Please reproduce the records from the line containing "give the outline of every instance of the blue" through their end, switching "snow-covered tree" to "snowy pine" and leaving everything else unchanged. Omit the pictures.
───── RECORD EXCERPTS
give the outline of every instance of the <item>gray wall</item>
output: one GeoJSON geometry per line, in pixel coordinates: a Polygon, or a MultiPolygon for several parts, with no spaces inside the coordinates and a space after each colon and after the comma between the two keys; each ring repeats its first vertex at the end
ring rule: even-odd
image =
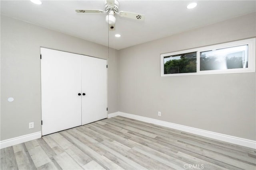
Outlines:
{"type": "Polygon", "coordinates": [[[161,77],[160,61],[160,54],[255,37],[256,16],[120,50],[119,111],[255,140],[255,73],[161,77]]]}
{"type": "Polygon", "coordinates": [[[1,141],[41,131],[40,47],[108,59],[108,113],[118,110],[118,51],[108,58],[107,47],[1,16],[1,141]]]}

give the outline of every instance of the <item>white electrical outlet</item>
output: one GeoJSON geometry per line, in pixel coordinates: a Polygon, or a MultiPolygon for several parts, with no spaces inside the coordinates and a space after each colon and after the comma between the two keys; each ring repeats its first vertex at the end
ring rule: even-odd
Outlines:
{"type": "Polygon", "coordinates": [[[28,129],[34,128],[34,122],[30,122],[28,123],[28,129]]]}

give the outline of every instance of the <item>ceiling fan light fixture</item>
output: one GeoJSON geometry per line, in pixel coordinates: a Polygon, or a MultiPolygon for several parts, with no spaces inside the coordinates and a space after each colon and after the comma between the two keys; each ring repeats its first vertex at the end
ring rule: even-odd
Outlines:
{"type": "Polygon", "coordinates": [[[189,4],[187,6],[187,8],[188,9],[192,9],[194,8],[197,5],[197,3],[196,2],[192,2],[189,4]]]}
{"type": "Polygon", "coordinates": [[[109,25],[114,25],[116,23],[116,18],[113,15],[108,15],[106,16],[106,21],[109,25]]]}
{"type": "Polygon", "coordinates": [[[30,0],[30,1],[37,5],[41,5],[42,4],[42,2],[40,0],[30,0]]]}

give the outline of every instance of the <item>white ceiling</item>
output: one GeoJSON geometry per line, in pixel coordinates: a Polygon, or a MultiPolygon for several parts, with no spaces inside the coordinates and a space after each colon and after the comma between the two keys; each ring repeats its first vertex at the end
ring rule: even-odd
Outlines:
{"type": "MultiPolygon", "coordinates": [[[[255,0],[119,0],[119,10],[145,15],[144,21],[117,17],[110,46],[120,49],[256,11],[255,0]],[[193,1],[194,2],[194,1],[193,1]],[[115,33],[121,34],[120,38],[115,33]]],[[[1,0],[1,14],[105,46],[108,27],[102,14],[78,14],[76,9],[104,10],[104,0],[1,0]]]]}

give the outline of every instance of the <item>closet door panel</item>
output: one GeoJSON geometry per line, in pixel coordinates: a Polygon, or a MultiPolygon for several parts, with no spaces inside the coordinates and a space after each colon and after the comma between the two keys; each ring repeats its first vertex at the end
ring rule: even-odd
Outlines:
{"type": "Polygon", "coordinates": [[[81,56],[41,48],[43,135],[81,125],[81,56]]]}
{"type": "Polygon", "coordinates": [[[82,56],[82,125],[107,117],[106,60],[82,56]]]}

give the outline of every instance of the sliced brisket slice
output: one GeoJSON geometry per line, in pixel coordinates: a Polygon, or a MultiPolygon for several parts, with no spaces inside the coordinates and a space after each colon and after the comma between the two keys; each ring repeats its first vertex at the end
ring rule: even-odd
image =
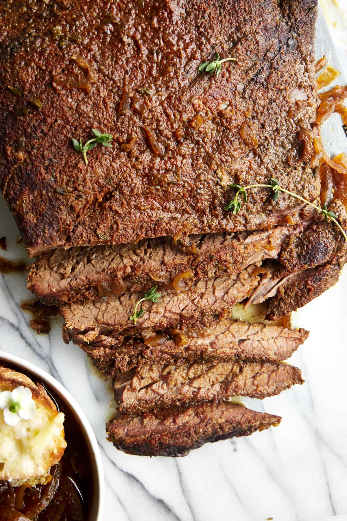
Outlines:
{"type": "Polygon", "coordinates": [[[110,295],[83,303],[72,303],[60,306],[66,327],[75,343],[89,343],[102,335],[107,339],[115,331],[138,330],[146,328],[158,330],[177,328],[184,322],[211,323],[236,303],[249,295],[259,277],[251,265],[241,273],[229,277],[198,280],[184,291],[161,290],[161,302],[144,302],[143,315],[136,326],[130,319],[136,303],[143,293],[110,295]]]}
{"type": "MultiPolygon", "coordinates": [[[[339,201],[328,209],[347,229],[347,215],[339,201]]],[[[265,263],[267,272],[246,306],[268,300],[267,318],[276,320],[302,307],[336,283],[347,260],[347,244],[340,230],[331,221],[312,225],[287,240],[278,263],[265,263]],[[284,267],[285,266],[285,267],[284,267]]]]}
{"type": "MultiPolygon", "coordinates": [[[[219,362],[242,360],[279,362],[291,356],[309,336],[305,329],[273,324],[222,320],[210,327],[171,330],[143,339],[128,339],[110,348],[81,344],[95,365],[108,376],[132,369],[140,362],[171,363],[179,358],[219,362]]],[[[100,345],[101,344],[101,345],[100,345]]]]}
{"type": "Polygon", "coordinates": [[[276,427],[281,419],[238,404],[204,402],[142,415],[119,414],[106,425],[106,432],[109,441],[127,454],[176,457],[204,443],[276,427]]]}
{"type": "Polygon", "coordinates": [[[31,255],[181,228],[270,228],[295,200],[255,189],[237,215],[224,207],[228,183],[274,172],[319,194],[298,142],[316,117],[317,0],[22,3],[2,3],[0,189],[31,255]],[[60,27],[67,45],[49,30],[60,27]],[[216,51],[237,59],[218,78],[198,71],[216,51]],[[113,146],[89,151],[87,165],[71,140],[85,143],[95,126],[113,146]]]}
{"type": "Polygon", "coordinates": [[[233,396],[265,398],[303,383],[299,369],[280,363],[181,360],[124,373],[114,383],[114,398],[120,412],[131,413],[233,396]]]}
{"type": "Polygon", "coordinates": [[[285,241],[309,226],[310,208],[300,213],[299,219],[305,220],[294,226],[187,236],[188,246],[180,247],[171,238],[161,238],[136,244],[51,250],[33,264],[28,287],[52,304],[147,291],[187,272],[194,279],[239,273],[264,259],[277,259],[285,241]]]}

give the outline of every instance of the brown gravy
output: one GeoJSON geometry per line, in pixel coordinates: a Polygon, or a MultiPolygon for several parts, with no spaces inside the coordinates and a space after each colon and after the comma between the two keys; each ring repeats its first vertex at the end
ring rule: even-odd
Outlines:
{"type": "Polygon", "coordinates": [[[33,315],[30,321],[30,327],[37,334],[47,334],[50,329],[48,319],[58,315],[59,312],[56,306],[46,306],[39,300],[23,301],[20,307],[24,311],[29,311],[33,315]]]}
{"type": "MultiPolygon", "coordinates": [[[[4,249],[3,248],[3,249],[4,249]]],[[[0,257],[0,272],[10,273],[12,271],[25,271],[27,265],[24,260],[8,260],[0,257]]]]}

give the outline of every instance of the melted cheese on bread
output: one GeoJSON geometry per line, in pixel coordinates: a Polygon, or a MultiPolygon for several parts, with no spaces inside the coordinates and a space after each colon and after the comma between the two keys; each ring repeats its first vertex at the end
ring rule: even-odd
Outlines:
{"type": "Polygon", "coordinates": [[[49,474],[66,446],[64,415],[57,408],[43,387],[36,385],[21,373],[0,367],[0,392],[12,391],[18,386],[28,387],[36,411],[31,419],[7,425],[0,411],[0,480],[16,486],[34,485],[49,474]]]}

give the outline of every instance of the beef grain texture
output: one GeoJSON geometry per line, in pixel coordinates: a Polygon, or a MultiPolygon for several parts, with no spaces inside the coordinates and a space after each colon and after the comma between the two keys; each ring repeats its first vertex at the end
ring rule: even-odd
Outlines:
{"type": "Polygon", "coordinates": [[[106,425],[109,441],[137,456],[186,456],[204,443],[276,427],[280,416],[226,402],[171,407],[143,415],[119,414],[106,425]]]}
{"type": "Polygon", "coordinates": [[[290,358],[308,336],[309,332],[302,329],[224,319],[210,327],[164,331],[144,343],[133,338],[110,348],[104,345],[102,340],[97,346],[80,346],[98,369],[115,378],[120,371],[125,372],[148,361],[172,363],[179,358],[214,362],[238,358],[279,362],[290,358]]]}
{"type": "Polygon", "coordinates": [[[278,258],[288,237],[309,226],[307,209],[300,212],[299,218],[306,219],[294,226],[191,235],[185,251],[169,237],[136,244],[50,250],[31,266],[28,289],[45,304],[59,304],[147,291],[185,272],[190,272],[189,280],[239,273],[249,264],[278,258]]]}
{"type": "Polygon", "coordinates": [[[318,194],[317,169],[295,159],[316,119],[317,0],[22,7],[0,6],[0,188],[32,256],[269,228],[297,204],[254,189],[234,216],[229,183],[275,176],[318,194]],[[218,78],[199,72],[216,51],[237,61],[218,78]],[[84,143],[92,128],[113,146],[86,166],[71,138],[84,143]]]}
{"type": "Polygon", "coordinates": [[[130,414],[233,396],[261,399],[303,382],[300,369],[279,363],[149,363],[114,382],[114,398],[120,412],[130,414]]]}
{"type": "Polygon", "coordinates": [[[75,343],[89,343],[96,339],[99,341],[100,336],[107,341],[109,336],[113,339],[115,331],[165,329],[179,327],[183,322],[187,326],[208,324],[250,294],[259,281],[258,275],[253,274],[254,267],[251,265],[229,277],[198,280],[186,291],[161,289],[160,302],[142,303],[144,312],[135,326],[130,317],[136,303],[143,296],[141,293],[63,304],[60,313],[66,330],[75,343]]]}

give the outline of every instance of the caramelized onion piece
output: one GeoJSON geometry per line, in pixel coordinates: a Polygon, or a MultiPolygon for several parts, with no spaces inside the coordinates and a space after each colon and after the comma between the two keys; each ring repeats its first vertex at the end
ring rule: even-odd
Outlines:
{"type": "Polygon", "coordinates": [[[74,60],[78,65],[79,65],[82,68],[86,69],[86,80],[77,81],[75,80],[63,80],[59,78],[58,75],[54,75],[53,76],[53,85],[54,85],[55,84],[55,85],[63,87],[69,90],[72,90],[73,89],[80,89],[86,91],[87,93],[89,94],[91,91],[91,86],[96,83],[96,79],[92,71],[91,66],[85,58],[81,56],[80,54],[73,54],[71,56],[71,59],[74,60]]]}
{"type": "Polygon", "coordinates": [[[52,468],[52,479],[47,485],[42,487],[41,496],[38,501],[26,506],[23,510],[23,513],[29,519],[32,519],[38,516],[40,512],[48,506],[58,490],[62,470],[61,463],[55,465],[52,468]]]}
{"type": "Polygon", "coordinates": [[[178,347],[184,347],[189,343],[189,339],[184,333],[177,331],[174,337],[174,342],[178,347]]]}
{"type": "MultiPolygon", "coordinates": [[[[342,154],[340,154],[340,155],[342,155],[342,154]]],[[[339,156],[337,156],[337,157],[339,157],[339,156]]],[[[345,176],[347,176],[347,168],[344,166],[344,163],[343,162],[341,163],[340,160],[339,160],[340,162],[336,163],[335,159],[335,158],[332,159],[330,159],[327,154],[324,153],[323,157],[324,162],[329,165],[332,168],[333,168],[338,173],[343,173],[345,176]]]]}
{"type": "Polygon", "coordinates": [[[127,111],[130,108],[130,95],[131,90],[127,85],[124,85],[123,88],[122,97],[118,107],[118,112],[120,114],[126,114],[127,111]]]}
{"type": "Polygon", "coordinates": [[[30,521],[30,519],[18,510],[12,510],[7,506],[1,506],[0,521],[30,521]]]}
{"type": "Polygon", "coordinates": [[[320,160],[324,155],[324,147],[322,141],[317,139],[317,138],[313,139],[312,145],[313,153],[311,157],[311,161],[312,163],[314,163],[316,161],[320,160]]]}
{"type": "Polygon", "coordinates": [[[247,146],[249,146],[251,148],[254,147],[256,148],[259,144],[258,140],[254,134],[253,128],[250,121],[246,120],[241,124],[239,129],[239,133],[247,146]]]}
{"type": "Polygon", "coordinates": [[[174,277],[172,281],[172,286],[177,291],[183,291],[186,289],[186,284],[184,281],[186,279],[191,279],[194,276],[194,274],[190,269],[184,273],[181,273],[179,275],[174,277]]]}
{"type": "Polygon", "coordinates": [[[140,97],[138,94],[134,94],[133,97],[132,108],[143,116],[148,110],[143,97],[140,97]]]}
{"type": "Polygon", "coordinates": [[[319,90],[323,87],[330,85],[334,80],[338,78],[341,72],[331,65],[328,65],[324,72],[317,78],[317,88],[319,90]]]}
{"type": "Polygon", "coordinates": [[[195,130],[198,130],[203,123],[203,119],[200,114],[196,114],[190,122],[190,126],[195,130]]]}
{"type": "Polygon", "coordinates": [[[343,101],[347,97],[347,85],[337,85],[326,92],[321,92],[318,95],[319,100],[326,100],[327,98],[333,97],[335,101],[343,101]]]}
{"type": "Polygon", "coordinates": [[[330,118],[330,116],[333,114],[335,111],[336,106],[336,102],[333,97],[327,98],[326,100],[321,101],[317,111],[316,123],[320,125],[328,118],[330,118]]]}
{"type": "Polygon", "coordinates": [[[123,150],[124,152],[128,152],[130,150],[132,150],[135,146],[137,139],[137,138],[136,136],[132,137],[128,143],[123,143],[121,145],[121,150],[123,150]]]}
{"type": "Polygon", "coordinates": [[[16,503],[15,507],[16,510],[22,510],[24,508],[24,492],[27,488],[24,485],[18,487],[16,490],[16,503]]]}
{"type": "Polygon", "coordinates": [[[325,67],[328,63],[328,60],[325,54],[323,55],[320,59],[318,60],[316,64],[316,74],[325,67]]]}
{"type": "Polygon", "coordinates": [[[332,176],[329,165],[321,165],[319,168],[320,177],[320,204],[328,204],[332,199],[332,176]]]}
{"type": "Polygon", "coordinates": [[[303,148],[301,159],[308,161],[312,156],[313,134],[311,129],[303,129],[298,134],[298,139],[302,143],[303,148]]]}
{"type": "Polygon", "coordinates": [[[145,130],[147,135],[151,148],[156,156],[163,156],[165,150],[164,147],[161,145],[157,139],[153,131],[149,127],[145,127],[145,130]]]}
{"type": "Polygon", "coordinates": [[[347,207],[347,176],[339,173],[328,165],[322,165],[319,173],[322,204],[339,200],[347,207]]]}
{"type": "MultiPolygon", "coordinates": [[[[344,152],[339,154],[338,156],[335,156],[333,158],[332,160],[336,165],[340,165],[344,168],[345,168],[347,171],[347,155],[346,155],[344,152]]],[[[336,170],[336,168],[335,168],[335,170],[336,170]]]]}
{"type": "Polygon", "coordinates": [[[170,276],[165,271],[149,271],[148,275],[152,280],[155,280],[156,282],[169,282],[170,280],[170,276]]]}
{"type": "Polygon", "coordinates": [[[321,125],[333,114],[338,112],[341,115],[344,122],[347,124],[347,110],[343,101],[347,97],[347,85],[344,87],[338,85],[330,91],[318,94],[320,104],[318,108],[316,122],[321,125]]]}
{"type": "Polygon", "coordinates": [[[110,295],[122,295],[126,293],[127,288],[122,279],[114,279],[108,282],[99,282],[97,284],[99,296],[109,296],[110,295]]]}
{"type": "Polygon", "coordinates": [[[345,125],[347,125],[347,107],[342,103],[337,103],[335,106],[335,112],[340,114],[345,125]]]}
{"type": "Polygon", "coordinates": [[[151,348],[157,345],[161,345],[166,340],[168,340],[169,338],[167,334],[156,334],[155,337],[150,337],[149,338],[148,338],[145,341],[145,344],[151,348]]]}
{"type": "Polygon", "coordinates": [[[126,293],[127,288],[122,279],[113,279],[110,283],[110,287],[113,295],[122,295],[126,293]]]}

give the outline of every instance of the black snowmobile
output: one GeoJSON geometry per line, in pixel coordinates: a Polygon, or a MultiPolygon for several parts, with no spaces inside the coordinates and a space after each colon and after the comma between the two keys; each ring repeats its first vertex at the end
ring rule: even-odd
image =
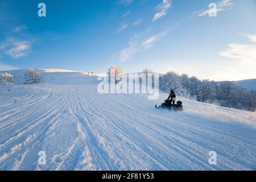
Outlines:
{"type": "Polygon", "coordinates": [[[177,101],[177,104],[171,104],[171,101],[165,100],[164,102],[160,106],[158,106],[155,105],[155,107],[156,108],[168,109],[175,111],[181,111],[183,110],[181,101],[177,101]]]}

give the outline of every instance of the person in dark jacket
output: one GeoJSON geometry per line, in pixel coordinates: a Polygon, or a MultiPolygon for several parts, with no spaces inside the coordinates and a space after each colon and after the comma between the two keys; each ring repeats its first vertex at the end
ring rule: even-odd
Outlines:
{"type": "Polygon", "coordinates": [[[171,90],[171,93],[169,95],[169,97],[168,97],[167,101],[170,102],[171,105],[174,105],[175,104],[175,100],[176,100],[176,94],[174,92],[173,90],[171,90]],[[169,100],[171,98],[171,100],[169,101],[169,100]]]}

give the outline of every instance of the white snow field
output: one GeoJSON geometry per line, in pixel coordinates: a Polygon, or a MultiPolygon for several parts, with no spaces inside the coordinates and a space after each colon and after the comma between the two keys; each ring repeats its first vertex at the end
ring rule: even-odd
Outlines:
{"type": "MultiPolygon", "coordinates": [[[[24,72],[8,71],[16,83],[24,72]]],[[[157,109],[167,94],[100,94],[97,76],[40,72],[44,83],[0,86],[0,170],[256,169],[255,112],[183,98],[182,112],[157,109]]]]}

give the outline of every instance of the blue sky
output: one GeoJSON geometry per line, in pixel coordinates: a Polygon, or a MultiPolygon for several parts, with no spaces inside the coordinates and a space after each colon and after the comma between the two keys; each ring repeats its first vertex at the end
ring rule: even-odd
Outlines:
{"type": "Polygon", "coordinates": [[[255,22],[255,0],[0,0],[0,70],[106,72],[117,65],[253,78],[255,22]],[[46,17],[38,15],[40,2],[46,17]]]}

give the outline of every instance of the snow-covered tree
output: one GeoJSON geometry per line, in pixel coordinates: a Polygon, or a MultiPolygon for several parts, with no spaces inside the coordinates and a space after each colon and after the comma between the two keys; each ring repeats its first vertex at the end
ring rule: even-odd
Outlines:
{"type": "MultiPolygon", "coordinates": [[[[146,75],[146,85],[147,86],[147,82],[148,82],[148,75],[150,75],[150,74],[152,74],[153,73],[153,71],[151,69],[149,69],[149,68],[146,68],[146,69],[143,69],[143,71],[142,71],[142,73],[144,73],[144,74],[145,74],[145,75],[146,75]]],[[[152,81],[154,80],[154,75],[152,75],[152,81]]],[[[140,80],[140,83],[142,83],[142,82],[141,81],[141,80],[140,80]]],[[[152,82],[152,84],[154,85],[154,82],[152,82]]],[[[154,85],[153,85],[153,86],[154,86],[154,85]]]]}
{"type": "Polygon", "coordinates": [[[174,90],[177,95],[187,96],[187,92],[181,84],[180,76],[174,72],[169,72],[159,78],[159,88],[164,92],[170,92],[171,90],[174,90]]]}
{"type": "Polygon", "coordinates": [[[218,84],[214,81],[204,80],[200,82],[200,90],[196,96],[198,101],[214,103],[219,94],[218,84]]]}
{"type": "Polygon", "coordinates": [[[13,83],[13,75],[10,73],[0,73],[0,85],[6,85],[13,83]]]}
{"type": "Polygon", "coordinates": [[[43,82],[43,77],[35,68],[29,68],[24,73],[25,84],[34,84],[43,82]]]}
{"type": "Polygon", "coordinates": [[[108,76],[111,78],[111,79],[113,79],[115,84],[117,84],[120,81],[118,79],[118,75],[121,73],[122,73],[121,69],[118,67],[114,65],[109,68],[108,72],[108,76]]]}

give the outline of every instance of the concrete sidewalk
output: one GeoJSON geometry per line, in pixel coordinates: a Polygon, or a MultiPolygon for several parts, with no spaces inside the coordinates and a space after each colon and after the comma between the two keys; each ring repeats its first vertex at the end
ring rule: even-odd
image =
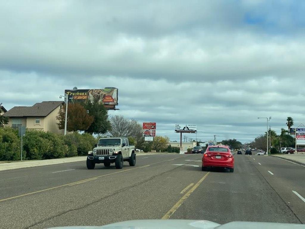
──────────
● TASK RESULT:
give the outline of every instance of the blue sky
output: one GeoJSON geometry per line, in pixel coordinates: a Polygon, or a MultiPolygon for several parts, with no spaces inside the coordinates and a space after each colon and after the comma between the two keys; each ring repeats its first vertex at the end
ring rule: even-odd
Outlines:
{"type": "Polygon", "coordinates": [[[255,22],[255,0],[0,0],[0,70],[106,72],[117,65],[253,78],[255,22]],[[46,17],[38,15],[40,2],[46,17]]]}

give the outline of every instance of the snowy pine
output: one GeoJSON geometry per line, in pixel coordinates: a Polygon, or a MultiPolygon for several parts, with no spaces inside the coordinates and a space after each colon and after the comma between the two keys; each ring repeats its first vertex at the end
ring rule: even-odd
Outlines:
{"type": "MultiPolygon", "coordinates": [[[[146,75],[146,85],[147,86],[147,82],[148,82],[148,75],[150,75],[150,74],[152,74],[153,73],[153,71],[151,69],[149,69],[149,68],[146,68],[146,69],[143,69],[143,71],[142,71],[142,73],[144,73],[144,74],[145,74],[145,75],[146,75]]],[[[152,81],[154,80],[154,75],[152,75],[152,81]]],[[[140,80],[140,83],[142,83],[142,82],[141,81],[141,80],[140,80]]],[[[152,82],[152,84],[154,85],[154,82],[152,82]]],[[[154,85],[153,85],[153,86],[154,86],[154,85]]]]}
{"type": "Polygon", "coordinates": [[[174,90],[177,95],[187,96],[187,92],[181,84],[180,76],[174,72],[169,72],[159,78],[159,88],[164,92],[170,92],[171,90],[174,90]]]}
{"type": "Polygon", "coordinates": [[[218,84],[214,81],[204,80],[200,82],[200,90],[196,96],[198,101],[214,103],[219,94],[218,84]]]}
{"type": "Polygon", "coordinates": [[[13,83],[13,75],[10,73],[0,73],[0,85],[6,85],[13,83]]]}
{"type": "Polygon", "coordinates": [[[43,82],[43,77],[35,68],[29,68],[24,73],[25,84],[34,84],[43,82]]]}
{"type": "Polygon", "coordinates": [[[108,76],[111,78],[111,79],[113,79],[115,84],[117,84],[120,81],[118,79],[118,75],[121,73],[122,73],[121,69],[118,67],[114,65],[109,68],[108,72],[108,76]]]}

give the outline of every instance of the concrete sidewalk
output: one GeoJSON geometry per line, in pixel coordinates: a Polygon, or a MultiPolygon for several parts, with no spaces inside the coordinates and a space after each colon and after the comma between the two keys; each ring repeats its first vertex at the end
ring rule: even-odd
image =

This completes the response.